→ **Task requirements**:
1. In the column on managing GenAI hallucination risk in audit, what example of a hallucination involves a client's debt covenants?
2. Copy out the column on GenAI in audit, beginning at the words "Generative artificial intelligence" and ending after "of professional responsibility.". Substitute "oversight" for "governance".

News Image
DON'S COLUMN

Taming The Machine

Managing GenAI’s Hallucination Risk In Audit
KELVIN K.F. LAW
BY KELVIN K.F. LAW


Generative artificial intelligence (GenAI) is no longer waiting for an invitation to the audit room but has firmly taken root at the audit table. The conversation has shifted from whether to use this transformative technology to how to deploy it in a manner that is testable, defensible, and carefully aligned with professional standards. The challenge is not merely technological but a fundamental question of governance. For audit professionals, harnessing the power of AI while mitigating its inherent risks (chief among them, the phenomenon of “hallucination”) is the new frontier of professional responsibility.

What does an AI hallucination look like in an audit context? It manifests as an output that appears plausible and is often rich with specific details that are, in fact, non-existent. For instance, when an auditor prompts GenAI about a client’s debt covenants, the model may return a specific capital expenditure cap and cite a section number, neither of which exists in the actual loan agreement. Even the most advanced GenAI produces such fabrications with a non-zero frequency, particularly when tasked with complex, fact-based requests. This is a reality auditors cannot resolve with improved prompts alone.

Dataset entries:
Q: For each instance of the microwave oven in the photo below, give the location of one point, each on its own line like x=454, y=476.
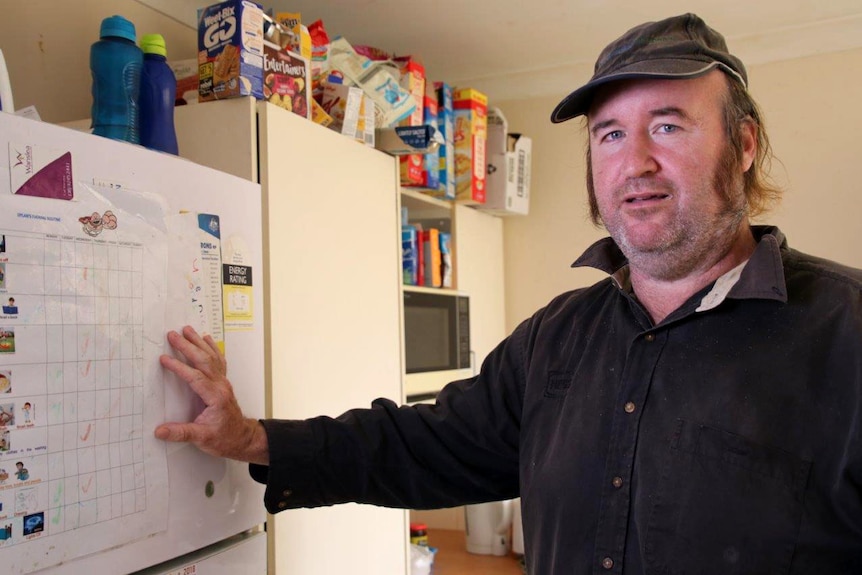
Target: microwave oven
x=436, y=339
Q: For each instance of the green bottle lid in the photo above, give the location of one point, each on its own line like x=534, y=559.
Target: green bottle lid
x=153, y=44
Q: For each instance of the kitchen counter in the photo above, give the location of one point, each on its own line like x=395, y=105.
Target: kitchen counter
x=452, y=557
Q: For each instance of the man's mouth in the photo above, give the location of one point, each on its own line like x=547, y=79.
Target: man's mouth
x=645, y=198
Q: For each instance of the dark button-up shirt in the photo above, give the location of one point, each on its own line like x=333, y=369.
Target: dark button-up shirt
x=726, y=439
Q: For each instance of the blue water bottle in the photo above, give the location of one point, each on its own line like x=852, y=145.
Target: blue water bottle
x=115, y=63
x=158, y=95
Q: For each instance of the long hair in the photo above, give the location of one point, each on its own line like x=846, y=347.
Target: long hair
x=739, y=108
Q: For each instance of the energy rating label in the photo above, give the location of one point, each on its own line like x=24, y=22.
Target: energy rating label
x=81, y=325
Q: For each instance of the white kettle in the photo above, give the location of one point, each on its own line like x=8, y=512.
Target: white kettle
x=488, y=527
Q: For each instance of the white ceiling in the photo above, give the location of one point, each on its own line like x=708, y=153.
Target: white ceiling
x=513, y=49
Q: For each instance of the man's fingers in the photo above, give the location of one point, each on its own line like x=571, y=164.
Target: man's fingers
x=200, y=353
x=192, y=376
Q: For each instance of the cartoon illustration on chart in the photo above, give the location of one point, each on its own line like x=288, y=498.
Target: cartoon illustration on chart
x=7, y=340
x=95, y=223
x=34, y=523
x=27, y=412
x=21, y=473
x=7, y=414
x=10, y=308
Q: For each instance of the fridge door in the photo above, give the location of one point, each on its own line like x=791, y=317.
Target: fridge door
x=205, y=499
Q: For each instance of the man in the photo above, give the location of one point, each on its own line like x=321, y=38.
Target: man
x=700, y=411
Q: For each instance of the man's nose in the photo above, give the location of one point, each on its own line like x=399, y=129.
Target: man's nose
x=640, y=156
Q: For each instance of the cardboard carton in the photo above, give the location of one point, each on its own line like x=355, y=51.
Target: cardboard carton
x=470, y=138
x=286, y=80
x=230, y=50
x=446, y=152
x=413, y=82
x=431, y=160
x=508, y=179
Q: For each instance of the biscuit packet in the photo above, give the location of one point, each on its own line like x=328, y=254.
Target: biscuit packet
x=377, y=80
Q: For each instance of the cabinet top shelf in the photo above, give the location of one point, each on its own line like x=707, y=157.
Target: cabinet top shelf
x=414, y=199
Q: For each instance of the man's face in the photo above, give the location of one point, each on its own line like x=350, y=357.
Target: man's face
x=666, y=185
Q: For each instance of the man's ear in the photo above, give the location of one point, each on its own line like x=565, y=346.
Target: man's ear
x=748, y=134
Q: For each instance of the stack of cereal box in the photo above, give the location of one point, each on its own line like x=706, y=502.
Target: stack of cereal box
x=470, y=136
x=243, y=52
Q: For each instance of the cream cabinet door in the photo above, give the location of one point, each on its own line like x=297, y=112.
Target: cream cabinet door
x=331, y=225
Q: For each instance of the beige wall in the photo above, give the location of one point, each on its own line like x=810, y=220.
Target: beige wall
x=813, y=110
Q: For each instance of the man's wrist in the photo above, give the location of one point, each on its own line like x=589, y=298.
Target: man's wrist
x=258, y=443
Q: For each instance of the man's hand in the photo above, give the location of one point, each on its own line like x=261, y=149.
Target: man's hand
x=220, y=429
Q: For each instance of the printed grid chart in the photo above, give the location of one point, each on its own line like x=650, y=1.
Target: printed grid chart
x=71, y=444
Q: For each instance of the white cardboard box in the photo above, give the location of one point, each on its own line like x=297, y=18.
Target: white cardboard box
x=508, y=176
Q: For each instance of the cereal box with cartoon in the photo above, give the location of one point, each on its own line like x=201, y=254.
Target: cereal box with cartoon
x=230, y=50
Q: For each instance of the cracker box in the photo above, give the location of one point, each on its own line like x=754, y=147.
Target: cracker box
x=446, y=151
x=413, y=82
x=470, y=137
x=344, y=105
x=508, y=173
x=286, y=79
x=431, y=160
x=186, y=73
x=230, y=50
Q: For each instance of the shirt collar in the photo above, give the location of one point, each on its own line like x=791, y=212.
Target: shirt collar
x=762, y=277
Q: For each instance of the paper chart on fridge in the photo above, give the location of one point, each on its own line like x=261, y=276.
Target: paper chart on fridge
x=83, y=293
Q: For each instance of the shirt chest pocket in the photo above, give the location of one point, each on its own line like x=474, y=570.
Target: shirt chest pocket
x=724, y=505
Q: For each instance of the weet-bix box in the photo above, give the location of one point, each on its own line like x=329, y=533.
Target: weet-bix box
x=230, y=50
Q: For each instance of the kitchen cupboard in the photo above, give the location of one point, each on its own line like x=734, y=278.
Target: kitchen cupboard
x=332, y=211
x=332, y=287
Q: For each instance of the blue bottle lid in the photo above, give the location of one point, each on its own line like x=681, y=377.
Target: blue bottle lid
x=117, y=26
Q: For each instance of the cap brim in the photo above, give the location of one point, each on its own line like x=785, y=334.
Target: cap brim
x=578, y=102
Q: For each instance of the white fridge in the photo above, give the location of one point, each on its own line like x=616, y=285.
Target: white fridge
x=104, y=246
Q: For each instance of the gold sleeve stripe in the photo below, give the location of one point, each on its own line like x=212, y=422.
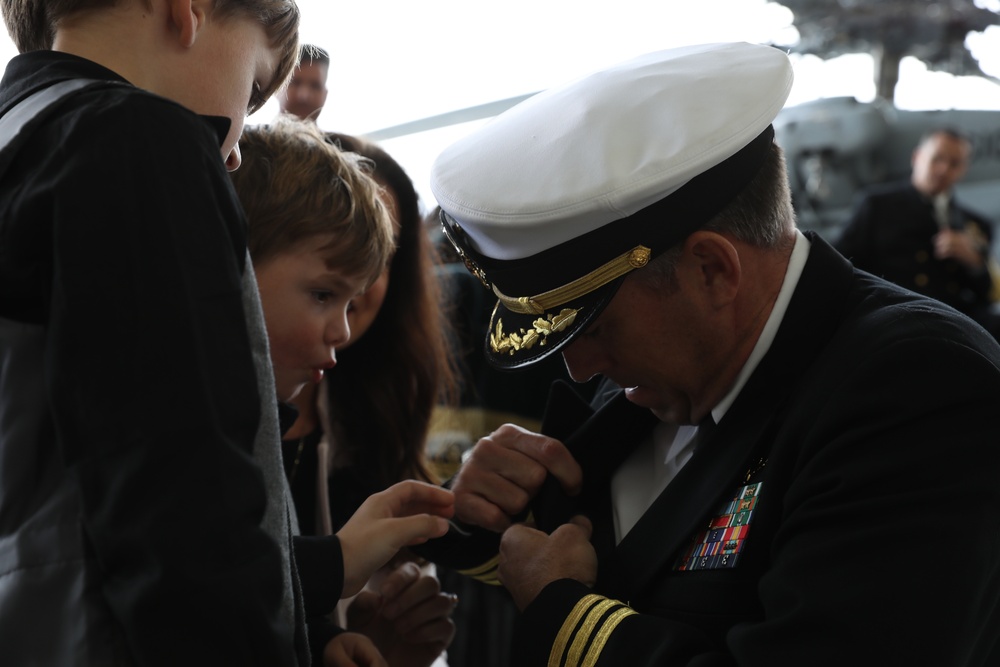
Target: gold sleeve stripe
x=568, y=627
x=485, y=568
x=590, y=623
x=609, y=626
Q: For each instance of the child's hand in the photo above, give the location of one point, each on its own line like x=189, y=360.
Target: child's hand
x=406, y=615
x=350, y=649
x=406, y=513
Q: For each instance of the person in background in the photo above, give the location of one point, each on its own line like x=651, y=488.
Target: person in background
x=300, y=191
x=918, y=235
x=490, y=397
x=305, y=93
x=772, y=415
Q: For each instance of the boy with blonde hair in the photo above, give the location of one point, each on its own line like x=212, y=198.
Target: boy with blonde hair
x=135, y=527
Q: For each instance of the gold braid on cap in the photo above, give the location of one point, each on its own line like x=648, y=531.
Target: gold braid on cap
x=635, y=258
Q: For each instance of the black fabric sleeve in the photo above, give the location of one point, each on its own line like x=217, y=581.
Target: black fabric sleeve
x=152, y=385
x=320, y=562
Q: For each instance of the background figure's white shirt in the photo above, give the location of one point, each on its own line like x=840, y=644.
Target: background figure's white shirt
x=658, y=459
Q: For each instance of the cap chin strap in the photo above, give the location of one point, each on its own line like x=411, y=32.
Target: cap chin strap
x=628, y=261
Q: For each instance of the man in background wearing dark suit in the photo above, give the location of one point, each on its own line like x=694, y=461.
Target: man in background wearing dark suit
x=917, y=235
x=794, y=462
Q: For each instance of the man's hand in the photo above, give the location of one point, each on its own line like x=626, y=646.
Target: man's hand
x=530, y=559
x=349, y=649
x=505, y=471
x=406, y=615
x=406, y=513
x=961, y=246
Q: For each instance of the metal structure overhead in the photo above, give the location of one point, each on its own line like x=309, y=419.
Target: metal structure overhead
x=934, y=31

→ **Task answers**:
1. The model returns a specific capital expenditure cap and cites a section number, neither of which exists in the actual loan agreement.

2.
Generative artificial intelligence (GenAI) is no longer waiting for an invitation to the audit room but has firmly taken root at the audit table. The conversation has shifted from whether to use this transformative technology to how to deploy it in a manner that is testable, defensible, and carefully aligned with professional standards. The challenge is not merely technological but a fundamental question of oversight. For audit professionals, harnessing the power of AI while mitigating its inherent risks (chief among them, the phenomenon of “hallucination”) is the new frontier of professional responsibility.